-- Exercise task --
Count the lines in the data that contain the word "wooden". Give only the number.

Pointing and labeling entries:
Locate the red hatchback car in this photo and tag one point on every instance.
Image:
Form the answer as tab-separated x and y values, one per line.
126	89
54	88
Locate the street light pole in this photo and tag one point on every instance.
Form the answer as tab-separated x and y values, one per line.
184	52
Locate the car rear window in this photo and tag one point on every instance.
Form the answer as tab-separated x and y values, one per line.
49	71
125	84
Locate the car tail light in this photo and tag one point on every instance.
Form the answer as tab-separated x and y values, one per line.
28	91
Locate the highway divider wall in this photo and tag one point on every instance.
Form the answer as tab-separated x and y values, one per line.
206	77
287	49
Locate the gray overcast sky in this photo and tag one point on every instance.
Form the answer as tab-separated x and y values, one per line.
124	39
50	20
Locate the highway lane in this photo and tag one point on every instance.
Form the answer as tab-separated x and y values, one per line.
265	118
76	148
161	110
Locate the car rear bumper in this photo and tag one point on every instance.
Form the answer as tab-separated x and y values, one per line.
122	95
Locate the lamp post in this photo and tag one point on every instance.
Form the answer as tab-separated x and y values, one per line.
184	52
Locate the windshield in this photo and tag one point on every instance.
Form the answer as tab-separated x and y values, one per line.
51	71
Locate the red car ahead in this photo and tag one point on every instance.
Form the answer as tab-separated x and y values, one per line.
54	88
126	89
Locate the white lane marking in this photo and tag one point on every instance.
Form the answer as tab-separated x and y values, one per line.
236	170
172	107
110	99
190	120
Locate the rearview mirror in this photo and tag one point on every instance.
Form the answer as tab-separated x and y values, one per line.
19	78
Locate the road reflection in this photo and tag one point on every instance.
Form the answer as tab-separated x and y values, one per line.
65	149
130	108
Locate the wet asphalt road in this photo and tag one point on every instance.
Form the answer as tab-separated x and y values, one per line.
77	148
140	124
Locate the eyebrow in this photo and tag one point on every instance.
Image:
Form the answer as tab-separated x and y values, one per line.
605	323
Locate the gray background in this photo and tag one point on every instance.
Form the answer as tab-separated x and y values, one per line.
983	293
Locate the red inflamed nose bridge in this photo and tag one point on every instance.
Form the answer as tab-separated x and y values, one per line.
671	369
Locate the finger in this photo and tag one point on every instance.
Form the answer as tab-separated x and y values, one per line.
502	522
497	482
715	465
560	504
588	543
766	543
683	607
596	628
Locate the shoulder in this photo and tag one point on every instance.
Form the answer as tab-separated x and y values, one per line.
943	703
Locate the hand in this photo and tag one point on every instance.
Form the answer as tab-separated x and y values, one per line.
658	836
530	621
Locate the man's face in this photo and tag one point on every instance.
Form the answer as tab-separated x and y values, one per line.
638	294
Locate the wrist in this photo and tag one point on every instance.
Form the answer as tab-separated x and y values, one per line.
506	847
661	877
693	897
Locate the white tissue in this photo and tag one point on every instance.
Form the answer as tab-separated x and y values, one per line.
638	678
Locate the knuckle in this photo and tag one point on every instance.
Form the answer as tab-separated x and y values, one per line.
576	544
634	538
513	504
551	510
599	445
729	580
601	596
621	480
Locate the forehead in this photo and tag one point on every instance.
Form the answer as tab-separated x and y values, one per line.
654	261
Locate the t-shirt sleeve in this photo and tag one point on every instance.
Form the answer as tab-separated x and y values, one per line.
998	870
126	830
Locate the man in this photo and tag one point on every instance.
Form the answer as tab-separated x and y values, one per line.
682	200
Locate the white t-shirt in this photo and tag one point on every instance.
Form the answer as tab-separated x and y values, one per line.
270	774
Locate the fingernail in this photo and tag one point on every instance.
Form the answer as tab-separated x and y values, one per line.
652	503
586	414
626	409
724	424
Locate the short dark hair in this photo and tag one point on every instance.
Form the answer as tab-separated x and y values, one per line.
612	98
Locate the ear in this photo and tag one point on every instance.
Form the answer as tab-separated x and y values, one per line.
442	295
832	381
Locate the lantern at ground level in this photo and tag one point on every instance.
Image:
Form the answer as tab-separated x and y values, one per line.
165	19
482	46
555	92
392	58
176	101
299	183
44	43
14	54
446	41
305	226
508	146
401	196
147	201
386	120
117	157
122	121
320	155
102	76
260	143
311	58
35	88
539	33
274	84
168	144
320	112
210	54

...

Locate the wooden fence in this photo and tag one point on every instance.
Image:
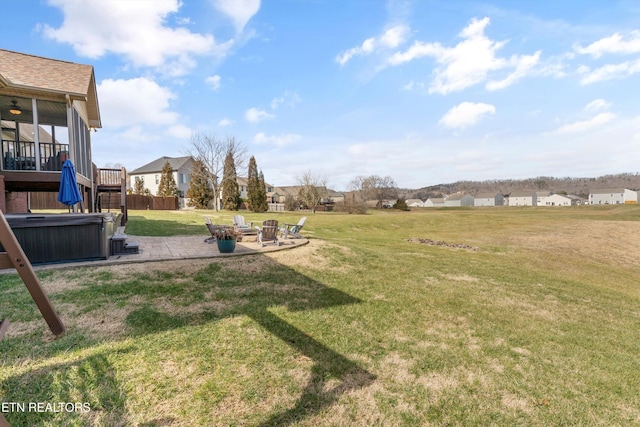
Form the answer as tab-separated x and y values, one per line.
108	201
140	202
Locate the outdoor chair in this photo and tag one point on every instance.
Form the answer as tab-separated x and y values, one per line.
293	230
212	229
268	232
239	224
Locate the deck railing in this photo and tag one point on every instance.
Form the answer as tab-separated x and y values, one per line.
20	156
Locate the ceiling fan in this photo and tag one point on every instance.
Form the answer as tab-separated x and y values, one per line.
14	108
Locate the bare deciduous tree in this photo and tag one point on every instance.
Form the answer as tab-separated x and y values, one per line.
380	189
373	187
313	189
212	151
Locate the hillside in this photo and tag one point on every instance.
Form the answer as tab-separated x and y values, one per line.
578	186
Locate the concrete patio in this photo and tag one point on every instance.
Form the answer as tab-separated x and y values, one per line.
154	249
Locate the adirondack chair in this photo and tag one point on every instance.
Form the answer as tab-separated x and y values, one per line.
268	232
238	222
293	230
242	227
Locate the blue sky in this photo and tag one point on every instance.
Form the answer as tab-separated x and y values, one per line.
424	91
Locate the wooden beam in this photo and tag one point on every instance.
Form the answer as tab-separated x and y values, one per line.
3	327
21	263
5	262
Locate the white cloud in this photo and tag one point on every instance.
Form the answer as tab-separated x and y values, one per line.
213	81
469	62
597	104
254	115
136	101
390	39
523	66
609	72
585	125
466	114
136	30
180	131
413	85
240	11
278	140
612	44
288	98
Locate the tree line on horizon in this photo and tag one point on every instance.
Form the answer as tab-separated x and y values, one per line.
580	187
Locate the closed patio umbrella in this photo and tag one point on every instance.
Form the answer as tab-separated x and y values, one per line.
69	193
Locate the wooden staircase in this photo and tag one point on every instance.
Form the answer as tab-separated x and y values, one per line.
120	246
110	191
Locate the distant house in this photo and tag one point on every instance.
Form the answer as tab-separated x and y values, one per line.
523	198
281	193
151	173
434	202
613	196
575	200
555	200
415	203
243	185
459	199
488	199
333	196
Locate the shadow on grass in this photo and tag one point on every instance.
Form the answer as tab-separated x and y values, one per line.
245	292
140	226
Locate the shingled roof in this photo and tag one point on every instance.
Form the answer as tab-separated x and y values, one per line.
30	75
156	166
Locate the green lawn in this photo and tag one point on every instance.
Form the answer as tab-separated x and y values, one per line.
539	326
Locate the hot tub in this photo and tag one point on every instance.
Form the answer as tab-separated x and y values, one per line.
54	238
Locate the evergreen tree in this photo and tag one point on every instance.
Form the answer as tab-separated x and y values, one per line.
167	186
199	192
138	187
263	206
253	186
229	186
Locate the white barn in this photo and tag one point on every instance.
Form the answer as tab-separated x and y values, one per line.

-- Answer to this task --
3